In the records below, identify every line that contains the word "mark" and copy each of those lines. Case counts.

> Excerpted data

Start

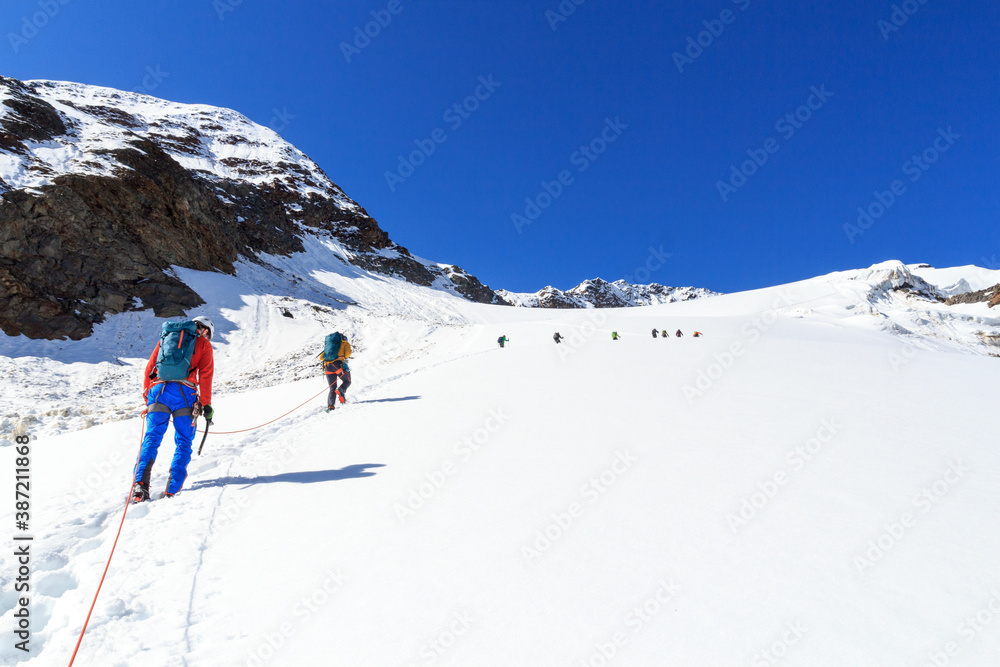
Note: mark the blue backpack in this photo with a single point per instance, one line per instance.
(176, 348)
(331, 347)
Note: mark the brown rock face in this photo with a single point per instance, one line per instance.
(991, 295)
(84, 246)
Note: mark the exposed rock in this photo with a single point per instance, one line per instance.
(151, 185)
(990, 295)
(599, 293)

End
Start

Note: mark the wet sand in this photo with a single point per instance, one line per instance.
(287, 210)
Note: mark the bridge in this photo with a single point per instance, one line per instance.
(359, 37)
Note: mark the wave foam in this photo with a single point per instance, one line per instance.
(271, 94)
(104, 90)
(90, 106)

End

> Solution to this exercise
Note: mark the blue backpack in this photo with a single point per instance, one line per instance.
Note: mark the brown rock face in this photo with a single point per instance, one line per instance.
Note: mark the exposed rock in this photo with a single point per instance, one line per instance.
Note: mark the wet sand in this photo with a single point per instance, one line per instance.
Note: mark the bridge in this photo with a single point per instance, one line per instance.
Note: mark the wave foam in this photo with a single point per instance, one line per instance.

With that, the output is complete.